─── Selected passage ───

10 months ago • 2 mins
What’s going on here?
Data showed the stars and stripes staggering, with the US economy falling short of expectations last quarter.
What does this mean?
The US has been weathering interest rate hikes and red-hot inflation quite well in recent quarters, but it seems that the economy’s finally showing some cracks. Sure, a key measure of consumer spending on goods and services picked up nicely, and exports did their part too. But not everything was fine and dandy: business investment in equipment saw the largest drop since the pandemic, inventories dragged on growth, and the housing market kept on struggling. Add that all up, and the economy slowed to an annualized growth rate of 1.1% – well below the previous quarter’s 2.6% and far short of the 2% folk expected.
Why should I care?
The bigger picture: Tip of the iceberg.

───

Exercise requirements:
[1] Answer these questions using the piece on the slowing US economy:
(a) What annualized growth rate did the economy slow to last quarter?
(b) In what kind of business investment was the drop the largest since the pandemic?
(c) What growth rate had people expected?
[2] Extend the piece on the slowing US economy, picking up after its final line.

─── Material provided ───

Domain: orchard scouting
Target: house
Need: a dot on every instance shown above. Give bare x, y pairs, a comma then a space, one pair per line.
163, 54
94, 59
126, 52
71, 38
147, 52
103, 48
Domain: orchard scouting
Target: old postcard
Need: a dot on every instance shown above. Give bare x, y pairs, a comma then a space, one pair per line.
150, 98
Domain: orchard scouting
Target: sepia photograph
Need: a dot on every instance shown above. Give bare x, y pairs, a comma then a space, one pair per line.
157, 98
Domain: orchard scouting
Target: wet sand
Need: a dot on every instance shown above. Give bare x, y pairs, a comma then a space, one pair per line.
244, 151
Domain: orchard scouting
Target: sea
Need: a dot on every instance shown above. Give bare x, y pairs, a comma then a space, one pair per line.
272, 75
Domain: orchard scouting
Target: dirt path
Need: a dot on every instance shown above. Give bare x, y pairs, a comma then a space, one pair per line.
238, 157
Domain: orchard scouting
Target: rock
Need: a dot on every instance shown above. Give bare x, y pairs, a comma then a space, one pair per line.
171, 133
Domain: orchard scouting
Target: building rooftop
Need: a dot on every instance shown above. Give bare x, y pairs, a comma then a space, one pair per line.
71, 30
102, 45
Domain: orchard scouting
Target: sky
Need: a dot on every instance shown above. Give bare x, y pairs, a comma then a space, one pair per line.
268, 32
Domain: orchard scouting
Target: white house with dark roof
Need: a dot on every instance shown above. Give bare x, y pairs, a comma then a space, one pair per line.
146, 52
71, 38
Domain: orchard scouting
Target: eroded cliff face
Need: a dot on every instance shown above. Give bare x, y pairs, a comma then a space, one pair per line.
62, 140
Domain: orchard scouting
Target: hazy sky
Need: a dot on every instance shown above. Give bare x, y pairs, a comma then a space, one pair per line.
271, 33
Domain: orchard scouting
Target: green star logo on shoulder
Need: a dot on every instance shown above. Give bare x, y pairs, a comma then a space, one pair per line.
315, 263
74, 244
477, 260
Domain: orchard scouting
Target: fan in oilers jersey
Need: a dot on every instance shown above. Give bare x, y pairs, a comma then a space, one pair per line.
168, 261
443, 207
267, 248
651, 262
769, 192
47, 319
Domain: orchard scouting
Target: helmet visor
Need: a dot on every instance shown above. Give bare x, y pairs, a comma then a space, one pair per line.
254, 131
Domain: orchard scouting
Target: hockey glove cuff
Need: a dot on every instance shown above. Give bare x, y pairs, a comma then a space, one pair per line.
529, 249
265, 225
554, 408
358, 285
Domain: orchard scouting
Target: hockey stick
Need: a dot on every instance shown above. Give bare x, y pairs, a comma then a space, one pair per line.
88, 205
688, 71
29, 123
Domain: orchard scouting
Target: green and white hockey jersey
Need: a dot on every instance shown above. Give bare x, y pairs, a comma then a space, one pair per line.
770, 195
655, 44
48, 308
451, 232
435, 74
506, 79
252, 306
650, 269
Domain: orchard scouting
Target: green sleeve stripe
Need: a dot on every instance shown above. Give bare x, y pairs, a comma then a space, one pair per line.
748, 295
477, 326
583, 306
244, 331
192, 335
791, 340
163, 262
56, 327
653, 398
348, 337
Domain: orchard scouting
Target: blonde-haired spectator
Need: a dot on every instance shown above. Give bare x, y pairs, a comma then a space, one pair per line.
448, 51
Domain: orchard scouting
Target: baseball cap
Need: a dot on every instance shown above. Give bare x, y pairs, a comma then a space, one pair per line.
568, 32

───

Results for the exercise:
[1]
(a) 1.1%
(b) Equipment
(c) 2%

[2]
This might not look like anything more than a slowdown, but the situation could be worse than it seems. Remember, this data looks back in time – and consumer spending, which propped up these numbers, has been on the slide recently. That’s got economists predicting that the economy will pretty much stall this quarter, with just 0.2% growth. And the outlook doesn’t brighten from there: further slowdowns, tightening credit conditions, and another expected interest rate hike next week have many economists bracing for a full-blown recession.
For markets: Easy does it.
If a recession does come knocking, the stock market might be in for a pretty unpleasant surprise. It's been standing strong so far this year, with anticipated rate cuts fueling visions of an ideal “soft-landing” scenario. But those dreams could easily be off the mark – and as soon as that becomes clear, markets might nosedive. That’s why it could be wise to keep some cash on the sidelines, instead of going all in right now.